• **Source**:
The plaintiff submitted that, although his application for preliminary discovery was dismissed, its purpose was substantially successful. He sought six months from the date of my judgment, 11 September 2023, to 11 March 2024, before I make a decision about the question of costs of the preliminary discovery application. I understood this was because he anticipated that he would commence a proceeding related to the subject matter of his preliminary discovery application by that date. He submitted that costs of this application should be decided in the subsequent proceeding.
More generally, Mr McKechnie argued that he commenced this application as a person held in custody, for the benefit of all persons, not only for those held in custody, but all those affected by the results of people’s treatment or mistreatment whilst held in custody. He submitted that the defendants have aimed to frustrate and delay his application. He had sought to narrow its scope and clarify the documents he sought. He considered that he had thereby conformed to the overarching obligations of the Civil Procedure Act 2010[2] by narrowing the issues in dispute and minimising delay, but that the defendants had not. He stated that he will probably appeal my judgment and order.
[2]Sections 23 and 25.
The defendants submitted that the plaintiff was entirely unsuccessful in obtaining the relief he sought and that the Court should deal with the question of costs now, rather than waiting for subsequent litigation to be commenced.[3] They argued that the plaintiff’s application did not have sufficient public interest to depart from the usual costs order. Any such public interest ended once the plaintiff received Ms M Westin’s affidavit in August 2021, which established that there were no relevant documents to discover. The plaintiff’s application did not involve or require any ‘meaningful testing’ of the Corrections legislation or regulations or the Charter of Human Rights and Responsibilities Act 2006. The plaintiff had no basis for contending that the defendants acted inconsistently with their overarching obligations under the Civil Procedure Act.

• **Problems**:
#1 Print the stretch of the costs ruling from "[2]Sections 23 and" through "Civil Procedure Act.".
#2 List each date in the costs ruling that includes a month.
#3 Pick up the costs ruling after its last sentence and carry it forward.
The entries that come next have no connection to the costs ruling.

• **Material provided**:
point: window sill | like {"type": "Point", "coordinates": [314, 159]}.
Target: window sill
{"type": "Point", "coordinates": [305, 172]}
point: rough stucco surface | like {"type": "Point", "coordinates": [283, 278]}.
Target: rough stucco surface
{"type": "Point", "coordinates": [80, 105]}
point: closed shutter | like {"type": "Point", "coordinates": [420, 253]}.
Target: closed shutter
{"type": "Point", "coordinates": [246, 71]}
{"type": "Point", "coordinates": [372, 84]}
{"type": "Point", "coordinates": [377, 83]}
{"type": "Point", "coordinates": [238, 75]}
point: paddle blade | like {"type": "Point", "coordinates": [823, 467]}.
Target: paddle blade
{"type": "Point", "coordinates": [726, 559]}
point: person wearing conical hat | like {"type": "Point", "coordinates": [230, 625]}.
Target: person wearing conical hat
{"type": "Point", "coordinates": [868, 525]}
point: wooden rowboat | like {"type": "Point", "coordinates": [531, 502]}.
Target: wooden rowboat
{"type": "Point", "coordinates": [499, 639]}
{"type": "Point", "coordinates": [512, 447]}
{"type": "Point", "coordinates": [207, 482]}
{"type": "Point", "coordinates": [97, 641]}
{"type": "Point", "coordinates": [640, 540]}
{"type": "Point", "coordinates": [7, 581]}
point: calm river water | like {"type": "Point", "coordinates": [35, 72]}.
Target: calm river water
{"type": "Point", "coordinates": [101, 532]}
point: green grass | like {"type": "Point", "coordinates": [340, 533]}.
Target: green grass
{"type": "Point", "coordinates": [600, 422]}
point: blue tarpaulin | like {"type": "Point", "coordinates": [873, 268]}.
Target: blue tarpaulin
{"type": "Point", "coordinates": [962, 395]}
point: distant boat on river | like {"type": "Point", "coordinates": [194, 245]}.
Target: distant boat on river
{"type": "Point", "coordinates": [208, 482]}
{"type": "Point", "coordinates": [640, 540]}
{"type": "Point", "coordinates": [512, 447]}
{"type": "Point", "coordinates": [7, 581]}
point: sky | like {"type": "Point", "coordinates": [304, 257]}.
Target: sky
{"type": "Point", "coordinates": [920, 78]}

• **Answers**:
#1
[2]Sections 23 and 25.
The defendants submitted that the plaintiff was entirely unsuccessful in obtaining the relief he sought and that the Court should deal with the question of costs now, rather than waiting for subsequent litigation to be commenced.[3] They argued that the plaintiff’s application did not have sufficient public interest to depart from the usual costs order. Any such public interest ended once the plaintiff received Ms M Westin’s affidavit in August 2021, which established that there were no relevant documents to discover. The plaintiff’s application did not involve or require any ‘meaningful testing’ of the Corrections legislation or regulations or the Charter of Human Rights and Responsibilities Act 2006. The plaintiff had no basis for contending that the defendants acted inconsistently with their overarching obligations under the Civil Procedure Act.

#2
11 September 2023
11 March 2024
August 2021

#3
[3]Reliance was placed on the decision in Guest v Guest [2016] VSC 76, [5].
The defendants sought an order that the plaintiff pay their costs, including any reserved costs, on a standard basis from the commencement of the proceeding to 28 October 2022 and thereafter on an indemnity basis. This was because they had made a Calderbank[4] offer dated 28 October 2022 by which they offered to resolve the dispute on terms that the plaintiff’s application be dismissed with no order as to costs. They referred to Ms Westin’s affidavit and her evidence that no ‘amenities allowance’ was paid to prisoners. They put Mr McKechnie on notice of their intention to seek an indemnity costs order from the date of the letter if the offer was not accepted. They confirmed that the offer was open until 4:00pm on 11 November 2022. Mr McKechnie did not respond to that letter. The defendants submitted that the ultimate outcome that Mr McKechnie obtained in the proceeding was less favourable than the terms of the defendants’ offer. I accept that to be the case, because at the least, as I decide below, I will order that Mr McKechnie must pay the defendants’ costs on a standard basis.
[4]Calderbank v Calderbank [1975] All ER 333.
Analysis
I apply the principles in Hazeldene’s Chicken Farm Pty Ltd v Victorian WorkCover Authority (No 2)[5] which contain guidance on the exercise of the discretion as to costs when a Calderbank offer is made. A key consideration is whether it has been established that the plaintiff unreasonably rejected or refused the defendants’ offer.
[5](2005) 13 VR 435.
I accept that the defendants’ offer was made at a point when Mr McKechnie’s application was at a reasonably advanced stage and that the offer, by not requiring that Mr McKechnie have to pay costs, was significant.
Mr McKechnie altered the description of the documents that he requested to those relating to the provision or non-provision of weekly payments and relevant human rights considerations in the period 5 April 2017 to 19 August 2021. His application was based on what he described as the payment to him of an amenities allowances for 30 years up to January 2018. Despite this alteration, Mr McKechnie’s prospects of success in his application were speculative at the time of the defendants’ offer.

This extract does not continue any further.